ERCOT Tech Advisory Committee Briefs
DREAM Task Force’s Work Now Ready for Stakeholder Process
The ERCOT Technical Advisory Committee approved staff’s recommendation to add 200 MW of responsive reserve service.

ERCOT’s Technical Advisory Committee voted last week to dissolve its Distributed Resource Energy Ancillaries Market (DREAM) task force, agreeing the group had brought issues to the forefront that could now be taken up in the ISO’s stakeholder process.

Shell Energy Recommended Plan - ERCOT technical advisory committeeThe DREAM team was created last May to investigate the regulatory and market framework for distributed energy resource (DER) participation in ERCOT’s wholesale markets.

Shell Energy’s Greg Thurnher, the DREAM team’s chair, said the goal was to establish a marketplace where price-taking and price-responsive distributed generation (DG) resources can efficiently coexist.

Expanding the scope of price-responsive loads and resources in security-constrained economic dispatch, he said, more accurately reflects the price elasticity of demand.

“In the eyes of TAC, I think we’ve achieved our charter,” said Thurnher, who represents the Independent Power Marketer segment.

TAC Chair Randa Stephenson, with the Lower Colorado River Authority, agreed and thanked the team for its work. “We’re now at a point where we can vet specific and technical issues through the stakeholder process,” she said, before casting the only abstention in an otherwise unanimous vote.

Thurnher said Shell will sponsor a nodal protocol revision request (NPRR) following up on the DREAM team’s recommendations. He has proposed five market rule changes for price-responsive DG, among them a proposal to exclude the resources from participating in ERCOT’s congestion revenue rights markets.

He would also exclude DG from participating in regulation until distributed storage becomes larger and more cost competitive. DG “is a low-cost hedge, it’s out there and it’s growing. These assets are right-sized and can solve many of the smaller constraints we have on our system,” Thurnher said. “When you have resources with no load responding to the system, they should be given the opportunity to bid into the market and contribute to price formation.”

Kenan Ögelman, ERCOT’s vice president of commercial operations, responded with a spreadsheet listing 15 short- and long-term issues identified by the ISO as needing revision requests or new market rules. “The idea was to put down ERCOT’s perspective on what our needs are,” he said.

Ögelman said staff looked initially at accounting for larger resources and then tried to capture smaller resources. He said the focus was on “what’s in the market, instead of getting these resources participating in the market.”

“Some of these things are what Greg was talking about,” Ögelman said. “We understand your priorities might be slightly different, and we’re happy to work with you and move them up. This is not written in stone.”

Ögelman said he would like to combine Thurnher’s proposals with ERCOT’s spreadsheet and hand the effort over to a working group. He said he would be “looking for input and timing from the market as to when these should come into play.”

Several stakeholders expressed concern smaller market participants might lack the resources to ensure their voices are heard in stakeholder proceedings. Others cautioned about moving too quickly to allow stakeholders to provide input.

Stephenson said she will work with ERCOT “to ensure the right people,” including distribution utilities, are involved in the discussions.

TAC Approves Addition of Responsive Reserves

The TAC approved staff’s recommendation to add 200 MW of responsive reserve service (RRS) during the afternoon hours in July and August. The vote came after the TAC asked ERCOT to include in its 2017 ancillary service methodology review an analysis of how the elimination of the reserve discount factor (RDF) would affect operations.
____________________
Please write out the part of the ERCOT committee article that begins at "Shell Energy Recommended" and stops after "Power Marketer segment.", word for word.

DATASET —
____________________
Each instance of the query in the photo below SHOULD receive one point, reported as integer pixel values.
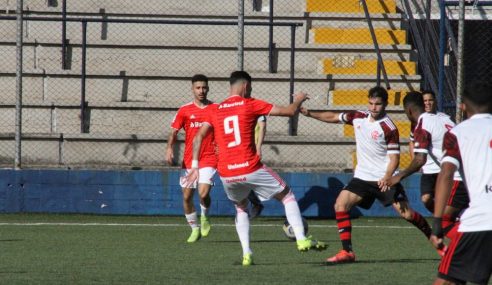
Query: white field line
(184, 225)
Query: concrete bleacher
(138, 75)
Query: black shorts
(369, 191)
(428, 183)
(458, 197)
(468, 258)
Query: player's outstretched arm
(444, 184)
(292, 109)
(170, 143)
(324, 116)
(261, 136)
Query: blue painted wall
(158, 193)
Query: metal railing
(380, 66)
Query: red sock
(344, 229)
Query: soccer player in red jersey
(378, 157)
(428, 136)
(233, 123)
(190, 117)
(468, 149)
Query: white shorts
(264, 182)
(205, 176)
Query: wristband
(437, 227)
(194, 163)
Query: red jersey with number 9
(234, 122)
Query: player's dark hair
____________________
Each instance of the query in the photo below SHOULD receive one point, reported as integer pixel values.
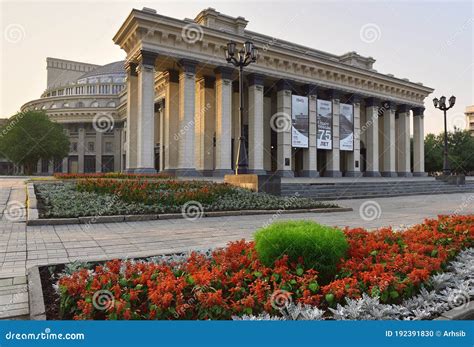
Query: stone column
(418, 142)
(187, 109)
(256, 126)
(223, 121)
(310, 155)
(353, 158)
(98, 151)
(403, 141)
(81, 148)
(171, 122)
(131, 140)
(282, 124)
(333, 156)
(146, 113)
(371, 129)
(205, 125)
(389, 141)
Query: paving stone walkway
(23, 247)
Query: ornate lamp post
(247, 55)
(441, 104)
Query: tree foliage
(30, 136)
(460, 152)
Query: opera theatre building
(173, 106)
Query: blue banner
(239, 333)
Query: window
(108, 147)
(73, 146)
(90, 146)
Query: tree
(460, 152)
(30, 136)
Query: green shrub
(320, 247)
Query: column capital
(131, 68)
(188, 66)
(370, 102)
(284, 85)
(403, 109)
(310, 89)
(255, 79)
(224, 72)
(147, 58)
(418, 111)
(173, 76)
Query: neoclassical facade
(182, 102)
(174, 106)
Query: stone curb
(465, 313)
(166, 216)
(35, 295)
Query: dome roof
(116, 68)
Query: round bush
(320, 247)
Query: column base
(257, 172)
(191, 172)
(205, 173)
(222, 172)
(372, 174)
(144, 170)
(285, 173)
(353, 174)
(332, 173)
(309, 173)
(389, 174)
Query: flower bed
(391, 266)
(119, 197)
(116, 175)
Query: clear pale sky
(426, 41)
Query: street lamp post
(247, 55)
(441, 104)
____________________
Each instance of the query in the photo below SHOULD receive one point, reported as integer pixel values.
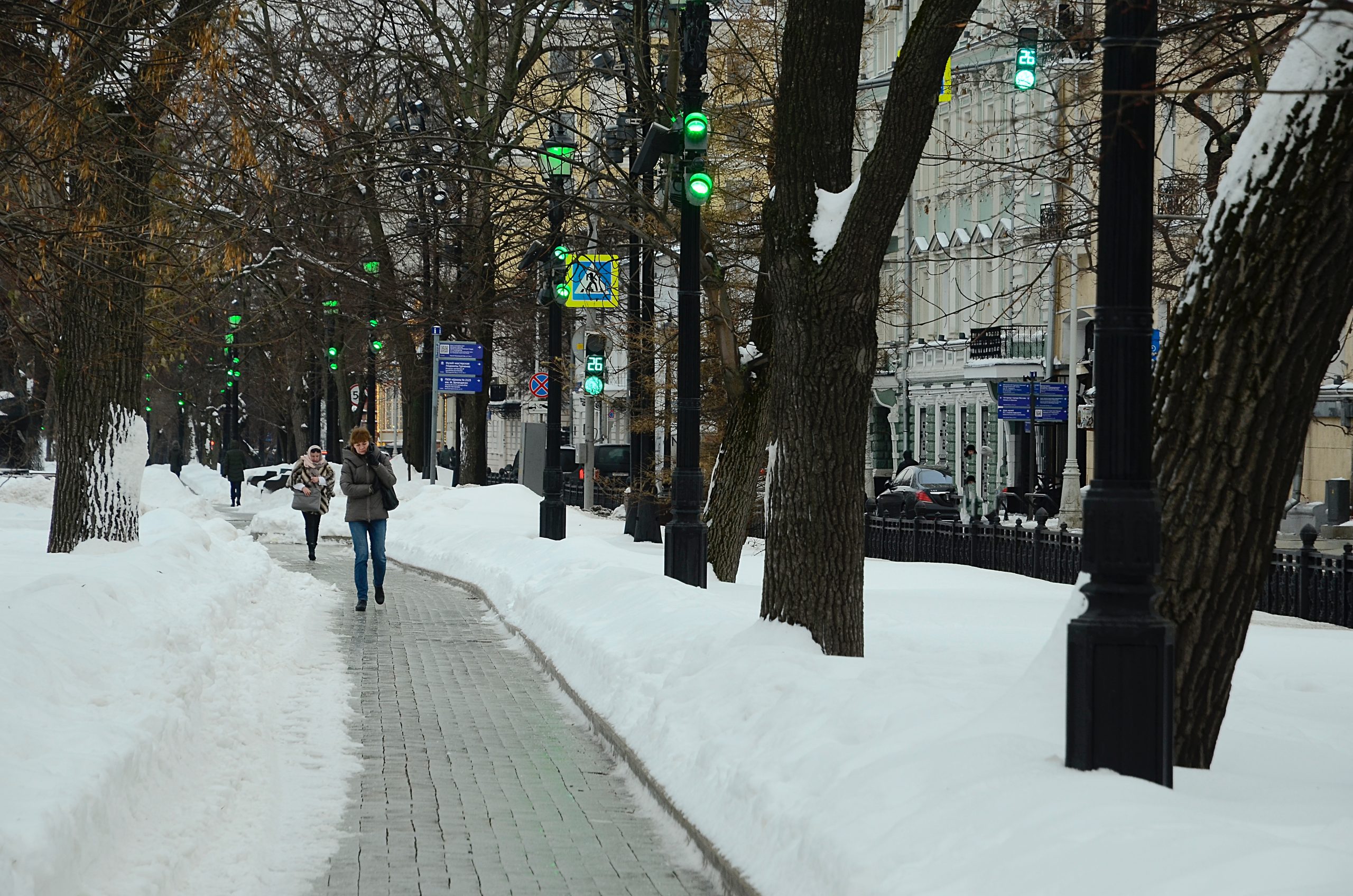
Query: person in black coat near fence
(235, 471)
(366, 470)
____________________
OUTPUT BELOW —
Shell Energy Recommended Plan - ERCOT technical advisory committeeThe DREAM team was created last May to investigate the regulatory and market framework for distributed energy resource (DER) participation in ERCOT’s wholesale markets.

Shell Energy’s Greg Thurnher, the DREAM team’s chair, said the goal was to establish a marketplace where price-taking and price-responsive distributed generation (DG) resources can efficiently coexist.

Expanding the scope of price-responsive loads and resources in security-constrained economic dispatch, he said, more accurately reflects the price elasticity of demand.

“In the eyes of TAC, I think we’ve achieved our charter,” said Thurnher, who represents the Independent Power Marketer segment.